## Data for processing
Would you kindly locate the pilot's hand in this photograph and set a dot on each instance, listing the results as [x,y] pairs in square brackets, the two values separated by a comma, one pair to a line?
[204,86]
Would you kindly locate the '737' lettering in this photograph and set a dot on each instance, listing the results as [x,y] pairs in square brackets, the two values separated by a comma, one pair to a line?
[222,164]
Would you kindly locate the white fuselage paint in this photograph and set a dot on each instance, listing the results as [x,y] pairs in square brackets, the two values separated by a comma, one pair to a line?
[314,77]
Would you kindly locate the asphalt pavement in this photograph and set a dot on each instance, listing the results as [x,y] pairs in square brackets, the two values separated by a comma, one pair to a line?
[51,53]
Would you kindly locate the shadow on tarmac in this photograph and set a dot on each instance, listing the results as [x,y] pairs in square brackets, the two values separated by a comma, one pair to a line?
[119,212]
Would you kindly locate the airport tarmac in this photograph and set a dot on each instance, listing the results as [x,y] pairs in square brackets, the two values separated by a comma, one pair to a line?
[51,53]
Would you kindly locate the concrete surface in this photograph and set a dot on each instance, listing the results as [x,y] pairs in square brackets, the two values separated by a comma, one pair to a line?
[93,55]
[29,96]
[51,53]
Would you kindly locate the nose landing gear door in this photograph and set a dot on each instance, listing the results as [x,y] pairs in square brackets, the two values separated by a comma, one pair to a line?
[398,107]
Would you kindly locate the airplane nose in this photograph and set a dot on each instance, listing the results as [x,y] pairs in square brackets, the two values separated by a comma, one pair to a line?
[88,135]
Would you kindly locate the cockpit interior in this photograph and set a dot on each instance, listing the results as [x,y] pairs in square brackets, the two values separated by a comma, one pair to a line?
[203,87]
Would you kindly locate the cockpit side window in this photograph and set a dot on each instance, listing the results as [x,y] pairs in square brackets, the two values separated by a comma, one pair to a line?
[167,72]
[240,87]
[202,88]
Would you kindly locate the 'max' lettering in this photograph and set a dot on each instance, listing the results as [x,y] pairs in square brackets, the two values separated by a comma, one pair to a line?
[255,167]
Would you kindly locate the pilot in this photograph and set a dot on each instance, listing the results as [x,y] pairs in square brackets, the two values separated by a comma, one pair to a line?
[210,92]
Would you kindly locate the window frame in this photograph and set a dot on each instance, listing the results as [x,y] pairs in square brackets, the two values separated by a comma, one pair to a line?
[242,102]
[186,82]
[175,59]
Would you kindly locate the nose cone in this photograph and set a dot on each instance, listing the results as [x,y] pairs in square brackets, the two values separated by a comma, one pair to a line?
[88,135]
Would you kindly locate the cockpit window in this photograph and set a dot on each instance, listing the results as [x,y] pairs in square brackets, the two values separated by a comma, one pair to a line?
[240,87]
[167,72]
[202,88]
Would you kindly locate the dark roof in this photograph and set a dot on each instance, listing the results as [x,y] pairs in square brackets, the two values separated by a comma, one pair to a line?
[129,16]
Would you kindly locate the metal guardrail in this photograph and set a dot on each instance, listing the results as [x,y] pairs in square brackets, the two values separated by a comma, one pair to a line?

## Exercise aim
Retype the data exactly as given.

## Solution to the exercise
Would you kindly locate the pilot's hand in this photograph and set a dot on each instance, listing the results as [x,y] pairs in square brackets, the two values separated by a comma, one pair to a line?
[204,86]
Would you kindly locate the '737' lettering in this photograph and set a dot on each instance, listing the results as [x,y] pairs in square brackets, the two values separated by a comma, one pair to a line?
[222,164]
Would you kindly locate the white fuselage paint in this photograph and set a dot on each instance, listing the results as [x,y] pairs in square brackets, the two values separated by a comma, one pair to a line?
[314,77]
Would you kindly locate the asphalt pavement in this photograph and set a dot on each instance, listing the results as [x,y] pairs in square brackets, the two values separated by a comma, one pair to a line?
[51,53]
Would you kindly locate the shadow on tarmac in this photograph and set a dot on each instance, listing the results as [x,y] pairs in square brackets, the two values separated by a comma, one pair to a line?
[119,212]
Would you kindly locate the airport tarmac in this photograph and set a dot on each instance, listing the results as [x,y] pairs in square brackets, the two values separated by a comma, one pair to a line?
[51,53]
Would you kindly locate the concrete surface in this photograph and set a dot on each instance, listing the results as [x,y] pairs in square brackets, the two values separated by a comma, one pair to a line?
[93,55]
[29,96]
[51,53]
Would you kindly locate the nose landing gear door in this photograph and set a dot on each instance, listing the results as [x,y] pairs in square brackets, the two values separated by a comma, one pair to a line?
[398,107]
Would you kindly locate the airplane nose in this photograph and set a dot on each instance, listing the results as [x,y] pairs in square brackets, the two values separated by a comma, one pair to a line?
[88,135]
Would you kindly locate the cockpit interior in this photograph and set a dot on each instance, listing the results as [x,y] pairs in square brackets, the two values separated by a comma, one pair to a line?
[203,87]
Would you kindly locate the cockpit side window in this photograph and set a dot on each instance, listing the results as [x,y] pairs in square brackets, the two values separated by a comma, one pair to a line?
[167,72]
[240,87]
[202,88]
Would you kindly locate the 'max' lettering in this photograph and set a dot on each instance, listing the results as [x,y] pairs in square brackets, the two values separated by a comma, one pair to a line?
[255,167]
Would you kindly locate the pilot in this photograph and set a dot on each instance, listing the results as [x,y] pairs in square brackets, the two values separated by a comma, one pair to a line?
[210,92]
Would you kindly locate the window frame in this photograph and set a dot on each instance, listing the results as [x,y] pairs in square brackets, the two values separated by a comma, one pair to a line?
[242,102]
[186,82]
[175,59]
Would you kindly locate the nose cone in this photograph and set a dot on each instance, listing the results as [x,y] pairs in square brackets, the two values separated by a comma, one pair to a line?
[88,135]
Would you kindly locate the cockpit window in this photograph and set a dot on each instance, listing the results as [x,y] pairs in square brackets, the two values separated by a comma, one pair to a line?
[240,87]
[167,72]
[202,88]
Would you kindly locate the dark roof in this photograph and set a dot on each instance, listing the results as [x,y] pairs in square brackets, the two values separated by a comma, one pair to a line?
[129,16]
Would you kindly locate the metal guardrail in this photograph and set a dot on each instance, listing the results as [x,y] pairs in square brackets, the two values separated by a comma, one pair to a line?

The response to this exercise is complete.